● WHAT YOU NEED TO DO
From the line containing "road in the photo below" to the end of the listing, write out every line exactly; leave out everything else.

● EXTRACTED RECORDS

----------

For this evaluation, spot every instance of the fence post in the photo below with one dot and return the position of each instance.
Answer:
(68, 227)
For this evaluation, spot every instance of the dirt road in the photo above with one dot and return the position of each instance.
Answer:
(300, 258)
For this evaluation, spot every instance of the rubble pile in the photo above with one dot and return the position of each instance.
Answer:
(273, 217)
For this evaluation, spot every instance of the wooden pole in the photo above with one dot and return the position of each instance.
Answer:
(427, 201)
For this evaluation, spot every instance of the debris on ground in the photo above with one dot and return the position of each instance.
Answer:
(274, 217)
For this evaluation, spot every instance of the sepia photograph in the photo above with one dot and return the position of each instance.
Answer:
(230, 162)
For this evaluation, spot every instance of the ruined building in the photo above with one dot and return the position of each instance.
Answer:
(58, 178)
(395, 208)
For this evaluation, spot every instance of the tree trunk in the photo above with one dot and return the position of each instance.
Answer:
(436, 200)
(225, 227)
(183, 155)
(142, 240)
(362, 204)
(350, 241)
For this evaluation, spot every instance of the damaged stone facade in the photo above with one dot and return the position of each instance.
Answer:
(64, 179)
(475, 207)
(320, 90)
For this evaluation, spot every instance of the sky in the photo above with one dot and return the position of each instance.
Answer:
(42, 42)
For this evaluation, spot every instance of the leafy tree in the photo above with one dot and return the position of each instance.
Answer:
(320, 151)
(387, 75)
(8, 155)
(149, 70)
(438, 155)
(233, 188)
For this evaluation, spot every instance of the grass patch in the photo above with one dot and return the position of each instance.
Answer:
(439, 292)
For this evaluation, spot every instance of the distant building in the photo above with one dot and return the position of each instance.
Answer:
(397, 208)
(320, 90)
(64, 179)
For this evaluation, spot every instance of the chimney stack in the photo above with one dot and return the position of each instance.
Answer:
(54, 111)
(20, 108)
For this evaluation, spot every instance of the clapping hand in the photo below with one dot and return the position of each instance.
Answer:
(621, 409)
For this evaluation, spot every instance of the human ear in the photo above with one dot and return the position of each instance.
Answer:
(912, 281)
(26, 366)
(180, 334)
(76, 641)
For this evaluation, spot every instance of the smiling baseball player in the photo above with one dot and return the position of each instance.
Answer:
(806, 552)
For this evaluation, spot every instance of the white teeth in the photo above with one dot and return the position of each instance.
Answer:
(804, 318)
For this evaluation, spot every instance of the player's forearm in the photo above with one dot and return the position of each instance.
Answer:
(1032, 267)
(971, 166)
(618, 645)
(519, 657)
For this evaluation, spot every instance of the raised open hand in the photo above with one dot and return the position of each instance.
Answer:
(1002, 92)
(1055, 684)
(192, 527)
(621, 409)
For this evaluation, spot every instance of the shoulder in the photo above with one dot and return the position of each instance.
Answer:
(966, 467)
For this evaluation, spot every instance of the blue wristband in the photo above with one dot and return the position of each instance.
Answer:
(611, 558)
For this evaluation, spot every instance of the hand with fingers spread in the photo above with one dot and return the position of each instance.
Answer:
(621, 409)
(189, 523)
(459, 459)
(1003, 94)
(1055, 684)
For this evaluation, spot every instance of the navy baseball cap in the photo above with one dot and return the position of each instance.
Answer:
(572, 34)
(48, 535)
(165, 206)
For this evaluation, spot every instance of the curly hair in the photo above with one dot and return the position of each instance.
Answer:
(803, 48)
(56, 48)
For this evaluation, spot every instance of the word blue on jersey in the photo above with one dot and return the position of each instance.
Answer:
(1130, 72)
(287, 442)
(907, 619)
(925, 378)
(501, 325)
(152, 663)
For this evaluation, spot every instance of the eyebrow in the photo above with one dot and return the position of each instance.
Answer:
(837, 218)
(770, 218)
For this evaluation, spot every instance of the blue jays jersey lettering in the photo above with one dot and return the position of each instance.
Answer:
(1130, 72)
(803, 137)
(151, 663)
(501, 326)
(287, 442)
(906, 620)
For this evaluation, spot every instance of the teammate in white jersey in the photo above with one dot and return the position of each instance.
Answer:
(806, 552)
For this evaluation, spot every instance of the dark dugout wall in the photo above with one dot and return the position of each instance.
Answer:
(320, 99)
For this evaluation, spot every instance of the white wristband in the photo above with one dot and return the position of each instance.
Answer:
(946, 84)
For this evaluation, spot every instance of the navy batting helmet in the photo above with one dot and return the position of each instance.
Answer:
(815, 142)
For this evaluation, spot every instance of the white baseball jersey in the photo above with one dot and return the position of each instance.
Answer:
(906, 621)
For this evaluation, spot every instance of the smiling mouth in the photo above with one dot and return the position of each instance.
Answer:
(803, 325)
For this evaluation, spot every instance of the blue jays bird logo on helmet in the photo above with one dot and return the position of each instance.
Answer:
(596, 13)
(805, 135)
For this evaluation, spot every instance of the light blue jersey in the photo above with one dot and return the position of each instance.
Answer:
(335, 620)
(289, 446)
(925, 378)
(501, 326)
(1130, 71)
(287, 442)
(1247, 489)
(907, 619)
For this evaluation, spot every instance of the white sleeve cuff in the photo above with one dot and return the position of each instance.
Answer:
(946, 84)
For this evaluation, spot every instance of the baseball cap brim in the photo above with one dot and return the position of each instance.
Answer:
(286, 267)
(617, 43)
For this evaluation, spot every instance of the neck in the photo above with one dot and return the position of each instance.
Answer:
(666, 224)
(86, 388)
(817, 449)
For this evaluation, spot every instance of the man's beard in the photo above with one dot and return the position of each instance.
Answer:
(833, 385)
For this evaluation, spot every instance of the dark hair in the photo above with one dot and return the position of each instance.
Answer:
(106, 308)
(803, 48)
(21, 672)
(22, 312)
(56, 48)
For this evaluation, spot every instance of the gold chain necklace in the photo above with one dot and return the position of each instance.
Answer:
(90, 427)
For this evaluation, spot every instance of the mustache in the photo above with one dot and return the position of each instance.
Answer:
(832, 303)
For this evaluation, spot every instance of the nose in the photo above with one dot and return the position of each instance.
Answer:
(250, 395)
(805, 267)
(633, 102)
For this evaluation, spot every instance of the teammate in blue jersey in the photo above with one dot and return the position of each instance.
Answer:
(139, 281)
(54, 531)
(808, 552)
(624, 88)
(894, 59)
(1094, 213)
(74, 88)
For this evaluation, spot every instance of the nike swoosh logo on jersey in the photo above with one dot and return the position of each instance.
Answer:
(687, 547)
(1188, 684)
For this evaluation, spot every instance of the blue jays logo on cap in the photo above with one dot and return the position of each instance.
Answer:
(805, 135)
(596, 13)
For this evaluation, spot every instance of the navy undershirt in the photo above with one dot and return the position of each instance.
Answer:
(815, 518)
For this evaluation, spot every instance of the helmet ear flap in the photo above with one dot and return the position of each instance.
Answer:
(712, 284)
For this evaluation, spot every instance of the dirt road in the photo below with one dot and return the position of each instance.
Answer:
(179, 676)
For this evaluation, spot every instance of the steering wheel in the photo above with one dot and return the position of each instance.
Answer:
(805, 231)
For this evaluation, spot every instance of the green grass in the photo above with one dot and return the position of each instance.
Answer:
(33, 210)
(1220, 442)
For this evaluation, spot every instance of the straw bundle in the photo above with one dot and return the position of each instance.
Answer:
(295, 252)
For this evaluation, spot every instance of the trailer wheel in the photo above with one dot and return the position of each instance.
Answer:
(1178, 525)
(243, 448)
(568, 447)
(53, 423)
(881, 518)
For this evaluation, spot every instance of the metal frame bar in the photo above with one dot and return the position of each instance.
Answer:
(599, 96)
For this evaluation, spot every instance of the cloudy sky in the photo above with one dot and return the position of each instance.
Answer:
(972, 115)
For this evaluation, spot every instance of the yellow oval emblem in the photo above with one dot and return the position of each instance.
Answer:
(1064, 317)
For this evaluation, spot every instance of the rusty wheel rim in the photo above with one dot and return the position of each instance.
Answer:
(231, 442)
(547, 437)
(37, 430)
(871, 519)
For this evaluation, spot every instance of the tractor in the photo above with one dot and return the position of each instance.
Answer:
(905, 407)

----------

● COMPLETED EXERCISE
For this evaluation, spot every instance of the dirt road in the photo below with one dot and return the position of each instance.
Answer:
(179, 676)
For this evaluation, spot every instance of the steering wheel in the photo above with one dot and return the position of each instance.
Answer:
(805, 231)
For this evaluation, spot every instance of the green grass in the photo above with one dot and return the position of each instance.
Answer:
(33, 210)
(1220, 442)
For this evaluation, spot every instance of the straw bundle in the photo above with one dot and return the position of each instance.
Answer:
(295, 252)
For this evaluation, spot every instance of the trailer wheel in the photo above with one dot and return the position of each instance.
Answer:
(1178, 525)
(243, 448)
(568, 447)
(53, 423)
(881, 518)
For this evaluation, spot every instance of the metal frame bar in the photo above with one dot and return the position of each instance.
Answer:
(599, 96)
For this evaluation, spot every instance of the cloudy sky in the photo above with one dot and return the position of each instance.
Answer:
(972, 115)
For this evaluation, spot every instance of the yellow oval emblem in the photo above with one dot and return the position of each instance.
Answer:
(1064, 317)
For this evaluation, spot every instance of the rusty wheel rim in the photo above with one dot and return the position of each instance.
Answer:
(231, 442)
(547, 437)
(37, 430)
(871, 519)
For this evaluation, spot every instance of the tractor in the photo above with one dot and return the position of each instance.
Answer:
(905, 407)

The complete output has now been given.